START Exercise input

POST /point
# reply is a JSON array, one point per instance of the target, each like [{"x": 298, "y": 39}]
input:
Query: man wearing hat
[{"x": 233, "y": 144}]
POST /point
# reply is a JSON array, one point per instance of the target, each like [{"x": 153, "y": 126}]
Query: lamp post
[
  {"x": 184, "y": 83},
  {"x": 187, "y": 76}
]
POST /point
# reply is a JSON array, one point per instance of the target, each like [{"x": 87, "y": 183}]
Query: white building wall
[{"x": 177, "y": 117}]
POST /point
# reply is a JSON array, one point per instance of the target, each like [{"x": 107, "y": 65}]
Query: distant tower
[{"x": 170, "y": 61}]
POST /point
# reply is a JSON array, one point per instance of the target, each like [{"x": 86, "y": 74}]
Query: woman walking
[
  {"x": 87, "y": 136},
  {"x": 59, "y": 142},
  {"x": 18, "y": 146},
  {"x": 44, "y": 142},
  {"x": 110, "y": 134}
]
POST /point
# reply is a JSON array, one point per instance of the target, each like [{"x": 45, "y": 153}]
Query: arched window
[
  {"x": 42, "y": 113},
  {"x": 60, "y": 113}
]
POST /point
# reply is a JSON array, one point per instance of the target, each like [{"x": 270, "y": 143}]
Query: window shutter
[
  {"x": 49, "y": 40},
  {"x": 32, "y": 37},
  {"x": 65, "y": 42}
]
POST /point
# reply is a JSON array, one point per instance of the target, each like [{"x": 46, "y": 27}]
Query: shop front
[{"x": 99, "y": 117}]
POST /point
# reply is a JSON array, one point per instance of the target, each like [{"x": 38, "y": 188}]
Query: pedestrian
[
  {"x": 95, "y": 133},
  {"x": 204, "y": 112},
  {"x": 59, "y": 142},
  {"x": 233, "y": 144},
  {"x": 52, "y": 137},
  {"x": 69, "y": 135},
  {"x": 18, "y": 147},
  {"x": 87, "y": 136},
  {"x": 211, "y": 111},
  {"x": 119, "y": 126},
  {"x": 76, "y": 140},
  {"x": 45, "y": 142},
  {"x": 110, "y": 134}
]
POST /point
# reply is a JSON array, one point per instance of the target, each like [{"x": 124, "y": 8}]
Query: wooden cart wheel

END Exercise input

→ **What is needed**:
Please go line by line through the records above, copying each one that holds the string "target".

→ **Exercise result**:
# reply is a JSON array, one point per instance of the target, each like [{"x": 298, "y": 39}]
# reply is a JSON array, one point per instance of the target, each like [{"x": 153, "y": 126}]
# reply is a JSON array, one point per instance of the target, each like [{"x": 87, "y": 183}]
# reply is a JSON array, one point per instance of the target, each like [{"x": 107, "y": 65}]
# reply is a JSON array, one point per instance of the target, each like [{"x": 86, "y": 74}]
# reply is a JSON array, one point per instance of the target, each like [{"x": 45, "y": 153}]
# reply is a JSON array, one point per instance of the target, each like [{"x": 270, "y": 143}]
# reply is a JSON array, one point per instance of the target, each like [{"x": 46, "y": 27}]
# reply is a JSON array, one point per instance of the target, each like [{"x": 38, "y": 188}]
# reply is a JSON array, one point per instance of the target, each like [{"x": 124, "y": 8}]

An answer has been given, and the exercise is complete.